## [Explore the material]
1. Repeat, word for word, the part of the tumor pathology text that begins at the words containing "Tumor cells can" and stops after "calponin and p63.".
2. According to the tumor pathology text, what is the ratio of affected boys to affected girls?

The tumors are multinodular or lobular, sometimes showing areas of necrosis or hemorrhage. They range in size from 2–7 cm.
As would be expected, the histologic features under the microscope are similar to what would be seen in embryologic development at about the third month. There are two major patterns.
- Favorable pattern: partially encapsulated with bland basaloid cells and intervening stroma.
- Unfavorable pattern: Infiltrating borders with perineural or perivascular invasion.
Both patterns have basaloid cells arranged in solid nests, nodules or trabecula, with focal peripheral palisading. The nuclei are round to oval with delicate chromatin and a usually single nucleolus. Ductules can sometimes be seen. The background stroma is loose, immature and sometimes myxoid. Necrosis can be present. Mitotic figures are often easy to find.
Tumor cells can be tested by immunohistochemistry which shows:
Ductal cells: positive with keratins, CK7 and CK19.
Basaloid or myoepithelial cells: positive with S100 protein, muscle specific actin, calponin and p63.
The proliferation marker, Ki-67, may show increased labelling, and when it does, it is associated with an unfavorable outcome.

== Diagnosis ==
It is important that other tumors such as pleomorphic adenoma, basal cell adenoma, adenoid cystic carcinoma, and teratoma be excluded before treatment is started.

== Management ==
Treatment includes complete surgical excision. If the tumor cannot be completely removed, then chemotherapy can be considered. However, chemotherapy may have long term adverse outcomes for patients who are usually very young.

== Epidemiology ==
Most patients are younger than two years, with the majority presenting during the neonatal period. Boys are affected slightly more often than girls (1.2:1).

## [Raw data]
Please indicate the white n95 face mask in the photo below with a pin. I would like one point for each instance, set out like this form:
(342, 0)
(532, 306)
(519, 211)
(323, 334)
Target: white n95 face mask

## [Answers by task]
1.
Tumor cells can be tested by immunohistochemistry which shows:
Ductal cells: positive with keratins, CK7 and CK19.
Basaloid or myoepithelial cells: positive with S100 protein, muscle specific actin, calponin and p63.

2. 1.2:1